* INFORMATION PROVIDED
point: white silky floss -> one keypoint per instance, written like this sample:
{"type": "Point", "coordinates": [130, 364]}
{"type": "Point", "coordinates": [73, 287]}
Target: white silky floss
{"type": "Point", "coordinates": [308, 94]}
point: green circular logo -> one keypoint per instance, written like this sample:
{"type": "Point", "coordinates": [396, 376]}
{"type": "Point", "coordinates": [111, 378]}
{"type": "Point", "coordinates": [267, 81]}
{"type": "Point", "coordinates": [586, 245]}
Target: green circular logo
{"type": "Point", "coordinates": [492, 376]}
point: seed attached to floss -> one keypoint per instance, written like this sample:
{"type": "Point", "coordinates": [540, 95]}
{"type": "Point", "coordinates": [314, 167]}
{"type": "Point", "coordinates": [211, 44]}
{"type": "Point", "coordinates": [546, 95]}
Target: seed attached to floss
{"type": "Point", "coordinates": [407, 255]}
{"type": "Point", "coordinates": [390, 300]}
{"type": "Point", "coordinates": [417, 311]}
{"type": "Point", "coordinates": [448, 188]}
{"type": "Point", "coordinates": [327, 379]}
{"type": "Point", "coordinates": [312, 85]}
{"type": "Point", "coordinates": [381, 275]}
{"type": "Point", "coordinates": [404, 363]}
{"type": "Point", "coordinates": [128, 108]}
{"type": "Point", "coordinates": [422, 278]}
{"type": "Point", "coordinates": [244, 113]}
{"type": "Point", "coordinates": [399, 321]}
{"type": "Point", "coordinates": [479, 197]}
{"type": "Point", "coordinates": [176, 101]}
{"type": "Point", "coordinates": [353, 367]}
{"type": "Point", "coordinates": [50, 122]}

* GIVEN PROBLEM
Please reproduce all of the records above, swapping every "floss" for "fluff" and leaving everything else unchanged.

* WRITTEN ANSWER
point: white silky fluff -> one keypoint per instance, written like this sample:
{"type": "Point", "coordinates": [130, 364]}
{"type": "Point", "coordinates": [73, 287]}
Target: white silky fluff
{"type": "Point", "coordinates": [308, 94]}
point: green circular logo -> one keypoint per instance, written like this sample:
{"type": "Point", "coordinates": [396, 376]}
{"type": "Point", "coordinates": [111, 378]}
{"type": "Point", "coordinates": [267, 81]}
{"type": "Point", "coordinates": [586, 245]}
Target: green circular logo
{"type": "Point", "coordinates": [492, 376]}
point: seed attached to fluff -> one keypoint per instance, written like this sample:
{"type": "Point", "coordinates": [540, 95]}
{"type": "Point", "coordinates": [314, 167]}
{"type": "Point", "coordinates": [211, 44]}
{"type": "Point", "coordinates": [546, 95]}
Target: seed attached to fluff
{"type": "Point", "coordinates": [407, 255]}
{"type": "Point", "coordinates": [390, 300]}
{"type": "Point", "coordinates": [417, 311]}
{"type": "Point", "coordinates": [448, 188]}
{"type": "Point", "coordinates": [327, 379]}
{"type": "Point", "coordinates": [312, 85]}
{"type": "Point", "coordinates": [381, 275]}
{"type": "Point", "coordinates": [404, 363]}
{"type": "Point", "coordinates": [128, 108]}
{"type": "Point", "coordinates": [422, 278]}
{"type": "Point", "coordinates": [244, 113]}
{"type": "Point", "coordinates": [399, 321]}
{"type": "Point", "coordinates": [479, 197]}
{"type": "Point", "coordinates": [176, 101]}
{"type": "Point", "coordinates": [353, 367]}
{"type": "Point", "coordinates": [50, 122]}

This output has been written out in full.